* What you need to do *
(a) Transcribe everything in the article on graduate job hunting from "URL: http://observer.com/2016/06/the-class-of-2016/" down to "for a shock.".
(b) In the article on graduate job hunting, how will graduates who are weak at math or reasoning get through the online tests?
(c) Carry the article on graduate job hunting forward, starting after its final sentence.

Start of Extract to read

URL: http://observer.com/2016/06/the-class-of-2016/

By Margaret Heffernan

__________________________________

This summer, millions of college graduates will start looking for work. If they’ve had a lot of summer jobs and internship, they may have some vague idea of what they’re getting into. If their comfortable parents have bankrolled summer travel, they could be pretty naïve. But both groups–and their parents–are in for a shock.

In their parents’ day, a job search would involve a lot of research, multiple applications and then interviews. Aspirants might expect to be treated with some politeness, even (if they were very lucky) respect. Their applications would be acknowledged; their job interviews could be negotiated. And whether they’d acquitted themselves well or failed miserably, they’d receive some reasonably cordial verdict.

Not any more. Today, your kids will apply online for a huge number of vague so-called opportunities. They will probably be required to do a number of online tests which, if they’re weak at math or reasoning they’ll recruit their brainier friends to do for them. They might get a phone or Skype interview and if they are staggeringly lucky, they will be told–not asked–when to come in for a face-to-face encounter with a human hirer. If your kids do their research and acquit themselves well, chances are they will never hear another thing from the prospective employer. For weeks, even months, they’ll wait but never know for sure what happened.

End of Extract to read
Start of Records supplied

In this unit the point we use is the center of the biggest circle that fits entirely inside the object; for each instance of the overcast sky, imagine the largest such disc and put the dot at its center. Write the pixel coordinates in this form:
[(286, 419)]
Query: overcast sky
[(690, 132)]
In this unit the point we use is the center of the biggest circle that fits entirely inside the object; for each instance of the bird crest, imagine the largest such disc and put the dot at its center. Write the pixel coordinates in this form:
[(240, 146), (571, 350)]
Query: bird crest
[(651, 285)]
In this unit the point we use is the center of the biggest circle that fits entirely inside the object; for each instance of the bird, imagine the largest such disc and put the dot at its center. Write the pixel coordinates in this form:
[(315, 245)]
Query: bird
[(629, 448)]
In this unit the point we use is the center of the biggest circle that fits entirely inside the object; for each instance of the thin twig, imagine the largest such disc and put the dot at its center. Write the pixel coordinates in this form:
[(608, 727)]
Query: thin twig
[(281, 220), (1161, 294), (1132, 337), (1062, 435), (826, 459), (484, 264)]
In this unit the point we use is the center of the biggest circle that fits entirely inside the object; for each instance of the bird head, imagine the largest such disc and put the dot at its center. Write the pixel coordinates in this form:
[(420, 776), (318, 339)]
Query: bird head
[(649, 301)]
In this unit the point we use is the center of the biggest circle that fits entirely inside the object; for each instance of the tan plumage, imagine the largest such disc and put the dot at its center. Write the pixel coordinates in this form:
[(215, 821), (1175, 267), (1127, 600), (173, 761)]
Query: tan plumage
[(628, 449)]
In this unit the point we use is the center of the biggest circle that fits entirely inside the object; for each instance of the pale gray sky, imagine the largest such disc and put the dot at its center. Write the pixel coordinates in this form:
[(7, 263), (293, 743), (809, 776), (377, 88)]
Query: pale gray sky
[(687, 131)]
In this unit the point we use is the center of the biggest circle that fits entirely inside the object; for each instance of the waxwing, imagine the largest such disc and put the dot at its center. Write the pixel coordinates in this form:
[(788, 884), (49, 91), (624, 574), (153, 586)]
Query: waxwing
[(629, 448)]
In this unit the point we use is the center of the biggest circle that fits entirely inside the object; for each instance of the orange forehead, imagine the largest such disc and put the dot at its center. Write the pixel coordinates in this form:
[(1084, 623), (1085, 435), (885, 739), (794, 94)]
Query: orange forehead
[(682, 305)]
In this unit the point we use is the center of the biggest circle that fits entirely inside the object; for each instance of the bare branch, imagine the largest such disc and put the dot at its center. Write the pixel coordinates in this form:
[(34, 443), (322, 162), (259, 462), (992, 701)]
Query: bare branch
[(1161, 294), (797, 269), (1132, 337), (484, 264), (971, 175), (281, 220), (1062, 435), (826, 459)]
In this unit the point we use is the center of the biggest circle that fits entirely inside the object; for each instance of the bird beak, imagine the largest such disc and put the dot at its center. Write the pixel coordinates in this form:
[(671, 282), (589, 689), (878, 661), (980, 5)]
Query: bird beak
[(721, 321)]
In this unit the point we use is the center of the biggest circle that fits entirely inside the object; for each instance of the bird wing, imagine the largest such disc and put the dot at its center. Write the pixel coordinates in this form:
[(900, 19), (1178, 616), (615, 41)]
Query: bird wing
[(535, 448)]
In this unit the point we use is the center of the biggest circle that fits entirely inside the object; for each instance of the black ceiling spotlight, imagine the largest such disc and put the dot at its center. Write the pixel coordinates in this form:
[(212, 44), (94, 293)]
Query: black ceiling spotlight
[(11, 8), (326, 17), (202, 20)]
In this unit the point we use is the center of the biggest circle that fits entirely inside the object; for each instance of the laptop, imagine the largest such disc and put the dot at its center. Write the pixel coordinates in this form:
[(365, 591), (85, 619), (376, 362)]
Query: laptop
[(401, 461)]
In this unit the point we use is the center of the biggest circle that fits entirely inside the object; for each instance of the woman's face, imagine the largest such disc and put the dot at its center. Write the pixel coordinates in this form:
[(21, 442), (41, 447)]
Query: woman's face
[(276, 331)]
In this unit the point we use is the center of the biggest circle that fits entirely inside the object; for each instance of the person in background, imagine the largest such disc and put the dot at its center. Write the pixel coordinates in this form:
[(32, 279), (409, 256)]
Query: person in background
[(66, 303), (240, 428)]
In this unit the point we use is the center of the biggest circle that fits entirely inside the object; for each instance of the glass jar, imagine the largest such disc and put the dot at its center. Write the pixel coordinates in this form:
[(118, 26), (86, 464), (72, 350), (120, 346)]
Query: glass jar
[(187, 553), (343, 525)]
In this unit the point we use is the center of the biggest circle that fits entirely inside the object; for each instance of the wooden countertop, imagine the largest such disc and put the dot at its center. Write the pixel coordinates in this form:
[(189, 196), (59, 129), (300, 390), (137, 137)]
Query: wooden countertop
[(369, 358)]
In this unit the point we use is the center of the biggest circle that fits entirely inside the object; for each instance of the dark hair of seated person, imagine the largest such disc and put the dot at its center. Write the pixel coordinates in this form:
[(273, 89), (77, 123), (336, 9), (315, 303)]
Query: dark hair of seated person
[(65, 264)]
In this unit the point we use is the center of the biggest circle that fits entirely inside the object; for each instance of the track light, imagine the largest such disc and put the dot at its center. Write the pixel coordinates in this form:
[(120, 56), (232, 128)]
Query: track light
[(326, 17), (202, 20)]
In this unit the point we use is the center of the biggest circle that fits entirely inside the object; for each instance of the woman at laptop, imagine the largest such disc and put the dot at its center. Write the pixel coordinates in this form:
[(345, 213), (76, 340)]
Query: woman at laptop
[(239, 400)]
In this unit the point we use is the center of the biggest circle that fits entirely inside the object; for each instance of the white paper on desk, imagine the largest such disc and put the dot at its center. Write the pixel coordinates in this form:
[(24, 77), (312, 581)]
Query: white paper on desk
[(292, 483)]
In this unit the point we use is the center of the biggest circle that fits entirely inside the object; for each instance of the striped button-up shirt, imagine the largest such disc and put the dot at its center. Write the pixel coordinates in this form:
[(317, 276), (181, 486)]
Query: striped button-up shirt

End of Records supplied

* Answers to the exercise *
(a)
URL: http://observer.com/2016/06/the-class-of-2016/

By Margaret Heffernan

__________________________________

This summer, millions of college graduates will start looking for work. If they’ve had a lot of summer jobs and internship, they may have some vague idea of what they’re getting into. If their comfortable parents have bankrolled summer travel, they could be pretty naïve. But both groups–and their parents–are in for a shock.

(b) They will recruit their brainier friends to do the tests for them.

(c)
Everything about this process is insulting. It makes eager, smart kids feel like cogs in the machine–because that is how their employers view them. And even the most modest, unassuming of them will get mad sooner or later. They’re being abused and they’re smart enough to know it. And they will remember the companies that did this to them. They will get mad and they’ll try to get even. They won’t buy their products. They’ll avoid their services. And no amount of marketing will turn them into fans.

I’m constantly amazed by how frivolously businesses waste golden opportunities to win fans and create evangelists. Companies spend millions trying to get the attention of young people. And then they find them banging on the door to get attention–only to get kicked in the face. What exactly is the difference between a customer and a job applicant? Only that they are dealt with by two different departments of the same company that can’t communicate coherently with itself. Marketing spends a fortune trying to get young people to love them; HR spends a fortune treating them with contempt.

Plenty of recruiters and managers will insist that this is just a problem of millenials: that this special generation is too cossetted, too demanding and needs to toughen up. I don’t agree–and neither does Patty McCord who, as head of HR at NetFlix, hired boatloads of them.

“Millenials aren’t any different from you or me,” McCord told me. “We’ve just forgotten how ambitious and impatient we were when we were their age!”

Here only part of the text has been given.